▶ Problem details: Write out the data again in full, exactly as it reads.

----

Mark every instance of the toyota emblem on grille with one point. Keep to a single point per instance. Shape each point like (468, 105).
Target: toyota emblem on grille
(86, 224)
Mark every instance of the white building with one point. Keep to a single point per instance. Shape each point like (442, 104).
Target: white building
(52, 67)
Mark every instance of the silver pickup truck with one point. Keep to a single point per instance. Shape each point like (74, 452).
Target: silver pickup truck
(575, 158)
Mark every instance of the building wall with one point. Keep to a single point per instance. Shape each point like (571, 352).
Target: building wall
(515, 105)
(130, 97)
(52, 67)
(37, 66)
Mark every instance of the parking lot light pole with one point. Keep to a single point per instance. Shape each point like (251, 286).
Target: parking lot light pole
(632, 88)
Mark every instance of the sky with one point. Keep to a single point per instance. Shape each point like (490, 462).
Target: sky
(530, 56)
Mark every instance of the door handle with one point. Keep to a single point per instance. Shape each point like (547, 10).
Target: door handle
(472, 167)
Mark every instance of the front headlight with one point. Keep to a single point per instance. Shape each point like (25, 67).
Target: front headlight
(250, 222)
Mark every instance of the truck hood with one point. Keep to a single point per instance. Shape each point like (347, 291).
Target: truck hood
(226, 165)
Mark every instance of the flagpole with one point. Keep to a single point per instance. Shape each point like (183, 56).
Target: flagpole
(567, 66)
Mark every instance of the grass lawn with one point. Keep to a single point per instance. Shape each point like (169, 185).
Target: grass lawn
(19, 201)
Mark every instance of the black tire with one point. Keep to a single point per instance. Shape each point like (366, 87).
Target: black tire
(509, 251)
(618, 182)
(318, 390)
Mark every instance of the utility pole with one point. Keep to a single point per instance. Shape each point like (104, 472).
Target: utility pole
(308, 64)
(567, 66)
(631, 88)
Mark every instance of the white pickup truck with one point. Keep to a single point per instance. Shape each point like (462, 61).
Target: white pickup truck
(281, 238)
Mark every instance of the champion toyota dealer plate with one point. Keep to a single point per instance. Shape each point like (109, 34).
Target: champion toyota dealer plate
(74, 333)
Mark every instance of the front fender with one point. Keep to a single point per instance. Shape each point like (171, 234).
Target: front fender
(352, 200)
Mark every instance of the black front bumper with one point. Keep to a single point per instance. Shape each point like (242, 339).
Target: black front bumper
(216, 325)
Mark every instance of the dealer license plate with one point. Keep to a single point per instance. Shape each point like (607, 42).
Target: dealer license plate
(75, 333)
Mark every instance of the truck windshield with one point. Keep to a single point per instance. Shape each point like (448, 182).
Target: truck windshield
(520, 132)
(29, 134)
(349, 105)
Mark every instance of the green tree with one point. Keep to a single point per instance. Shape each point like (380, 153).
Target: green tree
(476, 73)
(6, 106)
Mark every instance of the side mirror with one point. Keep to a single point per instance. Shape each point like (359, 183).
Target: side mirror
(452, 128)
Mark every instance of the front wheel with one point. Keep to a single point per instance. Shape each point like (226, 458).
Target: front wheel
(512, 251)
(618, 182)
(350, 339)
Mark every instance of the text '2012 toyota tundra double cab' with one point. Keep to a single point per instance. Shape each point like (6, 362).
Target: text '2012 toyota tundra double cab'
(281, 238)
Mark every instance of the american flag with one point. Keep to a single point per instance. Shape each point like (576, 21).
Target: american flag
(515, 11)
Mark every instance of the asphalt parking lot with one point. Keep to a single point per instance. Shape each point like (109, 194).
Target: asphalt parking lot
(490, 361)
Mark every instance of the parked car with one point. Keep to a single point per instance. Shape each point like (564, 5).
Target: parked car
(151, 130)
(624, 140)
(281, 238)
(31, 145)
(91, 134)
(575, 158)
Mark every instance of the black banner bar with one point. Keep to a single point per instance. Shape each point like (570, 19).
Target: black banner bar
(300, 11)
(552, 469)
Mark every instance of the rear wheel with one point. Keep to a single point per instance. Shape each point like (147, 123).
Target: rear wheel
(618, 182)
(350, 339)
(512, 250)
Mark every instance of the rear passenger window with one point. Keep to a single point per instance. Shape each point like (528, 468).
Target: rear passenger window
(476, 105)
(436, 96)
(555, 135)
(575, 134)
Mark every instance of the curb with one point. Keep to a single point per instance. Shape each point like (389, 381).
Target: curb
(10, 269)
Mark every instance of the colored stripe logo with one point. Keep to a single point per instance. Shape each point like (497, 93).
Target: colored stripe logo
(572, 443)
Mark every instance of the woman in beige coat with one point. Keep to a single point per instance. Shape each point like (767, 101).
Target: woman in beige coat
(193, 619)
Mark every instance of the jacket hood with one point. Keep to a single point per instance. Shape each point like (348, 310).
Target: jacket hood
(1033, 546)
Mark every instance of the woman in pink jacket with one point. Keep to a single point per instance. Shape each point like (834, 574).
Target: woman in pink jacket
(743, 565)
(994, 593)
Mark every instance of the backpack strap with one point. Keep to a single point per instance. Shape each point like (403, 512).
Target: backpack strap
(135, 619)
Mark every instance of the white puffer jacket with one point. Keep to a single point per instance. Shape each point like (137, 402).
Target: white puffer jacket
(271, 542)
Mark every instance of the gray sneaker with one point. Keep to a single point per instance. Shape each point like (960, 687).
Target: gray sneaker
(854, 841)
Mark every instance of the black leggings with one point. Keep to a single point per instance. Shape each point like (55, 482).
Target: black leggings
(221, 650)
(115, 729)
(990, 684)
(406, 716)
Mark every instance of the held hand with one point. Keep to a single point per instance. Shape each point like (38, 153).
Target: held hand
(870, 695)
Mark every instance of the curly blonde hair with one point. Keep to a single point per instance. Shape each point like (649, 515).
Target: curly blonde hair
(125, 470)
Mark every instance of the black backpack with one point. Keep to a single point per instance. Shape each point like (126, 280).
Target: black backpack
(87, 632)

----

▶ Your solution:
Mark every instance of the toyota emblem on grille with one point. Keep to a single point per instance. Shape each point like (468, 105).
Target: toyota emblem on grille
(86, 224)
Mark every instance of the white building with one point. Keep to a single point per instance. Shape each point like (442, 104).
Target: white building
(52, 67)
Mark every instance of the silver pickup truck with one point. Keep to a single point per instance. Shape each point like (74, 452).
Target: silver pickup truck
(575, 158)
Mark every instance of the building wall with one point. Keep to a single point per instance. Shape each point like (571, 352).
Target: building wall
(515, 105)
(130, 97)
(52, 67)
(37, 66)
Mark every instance of the parking lot light pole with one point. Keep to a single point per instance. Shape each point like (251, 286).
Target: parking lot light pole
(632, 88)
Mark every instance of the sky with one point. Keep to a single point per instance. Shape each point like (490, 462).
Target: sky
(530, 56)
Mark every instance of the door handle with one point. Keep to a single point per instance. Shape each point like (547, 10).
Target: door handle
(472, 167)
Mark every instance of the front headlight with one point. Keep to a single point per instance. Shape each point like (25, 67).
Target: front headlight
(250, 222)
Mark every instance of the truck hood with one point. Keep to a single point per instance. Shape each point like (347, 291).
Target: truck hood
(226, 165)
Mark every instance of the flagpole with one point. Keep to a single point per instance. Shape each point like (183, 56).
Target: flagpole
(567, 66)
Mark every instance of the grass lawn with one point. Keep to a single point per instance. Shape each point like (169, 185).
Target: grass lawn
(19, 201)
Mark every instance of the black tire with one point. Keep to a single point per instance. Shape each point like (366, 87).
Target: black tire
(509, 251)
(618, 182)
(318, 390)
Mark every instance of the utility pole with one point. Keep to a single point per instance. Shape each point like (104, 472).
Target: utility pole
(308, 64)
(567, 66)
(631, 88)
Mark every instance of the white pickup truck with one point. Keep to a single point per instance. Shape each point like (462, 61).
Target: white pickup truck
(281, 238)
Mark every instance of the champion toyota dealer plate with one point. Keep to a single point per instance. Shape each point like (109, 34).
Target: champion toyota dealer plate
(74, 333)
Mark every instance of the front fender with one point. Keep to a single point per instance. Shape each point like (171, 234).
Target: front fender
(352, 200)
Mark every instance of the black front bumper with one point. Keep to a single point per instance. Shape each point like (242, 339).
Target: black front bumper
(216, 325)
Mark every instance of the dealer license plate with one point. Keep to a single point per instance. Shape each point like (607, 42).
Target: dealer license plate
(75, 333)
Mark every instance of the truck windshield with one point. Keep to a single point per instance. Shape each point like (448, 182).
Target: truck windshield
(520, 132)
(29, 134)
(349, 105)
Mark every instance of the green tree with one point. Keep to a single point per instance. Shape each point like (380, 153).
Target: green tree
(476, 73)
(6, 106)
Mark every instance of the side mirror with one point. Keep to a single point per instance. Shape each point like (359, 183).
Target: side mirror
(452, 128)
Mark every instance of the front wheel with one point. Keep to a single point per instance. Shape each point like (226, 458).
Target: front wheel
(512, 251)
(618, 182)
(350, 339)
Mark every instance of the text '2012 toyota tundra double cab' with one point. Keep to a single point per instance. Shape each point like (6, 362).
Target: text '2012 toyota tundra double cab'
(281, 238)
Mark every instance of the american flag with one point. Keep to a single point per instance. Shape each point like (576, 21).
Target: american flag
(515, 11)
Mark every instance of the asphalt parking lot with one point. Keep to a single point per instance. Shape each point like (109, 194).
Target: asphalt parking lot
(490, 361)
Mark every instance of the parked car with one point. Keep to a single point per instance. Shape each point like (564, 5).
Target: parked car
(151, 130)
(624, 140)
(281, 238)
(31, 145)
(91, 134)
(575, 158)
Mark every instance of the black banner bar with one point. Keep to a single point per instance. Shape each point like (570, 19).
Target: black banner bar
(300, 11)
(552, 469)
Mark every instance of the rear wheel with one point. Keep to a single point per instance. Shape each point like (147, 123).
Target: rear wheel
(618, 182)
(350, 339)
(512, 250)
Mark every instance of the rear passenger window with one point. Keep to a single point per instance. Shape each point like (528, 468).
Target: rear passenger window
(476, 105)
(436, 96)
(555, 135)
(575, 134)
Mark every instance of the curb with one point. Keep to a single point per instance. Shape each point like (389, 381).
Target: curb
(10, 269)
Mark every instance of the colored stripe logo with one point. Keep to a single point per instance. Shape each point like (497, 93).
Target: colored stripe logo
(572, 443)
Mark every instance of the woman in beige coat with one point. Keep to a single point per instance. Shape each point like (767, 101).
Target: woman in beige coat
(193, 619)
Mark every instance of the jacket hood with one point. Keep to a single point per instance. Shape each point like (348, 310).
Target: jacket hood
(1033, 546)
Mark every instance of the woman in pink jacket with one point. Keep to a single point per instance. Shape each point like (834, 574).
Target: woman in pink jacket
(743, 565)
(994, 593)
Mark every instance of the backpack strap with one point. Keep to a single point per instance. Shape each point like (403, 512).
Target: backpack strap
(135, 619)
Mark every instance of the white puffer jacket with one point. Keep to a single point per instance. Shape each point like (137, 402).
Target: white puffer jacket
(271, 542)
Mark every instance of the gray sneaker with one point. Keep to a single point per instance. Shape each point like (960, 687).
Target: gray sneaker
(854, 841)
Mark every instance of the black leggings with one point. Keep to a single point per instance. Shape each point like (55, 482).
Target: black leggings
(221, 650)
(115, 729)
(990, 684)
(406, 716)
Mark every instance of the held hand with one point. Keep to a single point per instance. Shape each point like (38, 153).
Target: held hand
(870, 695)
Mark every instance of the curly blonde hair with one point. Keep to a single point per instance. Shape each point like (649, 515).
Target: curly blonde hair
(125, 470)
Mark every instance of the black backpack with one point. Keep to a single point per instance. Shape each point like (126, 280).
Target: black backpack
(87, 632)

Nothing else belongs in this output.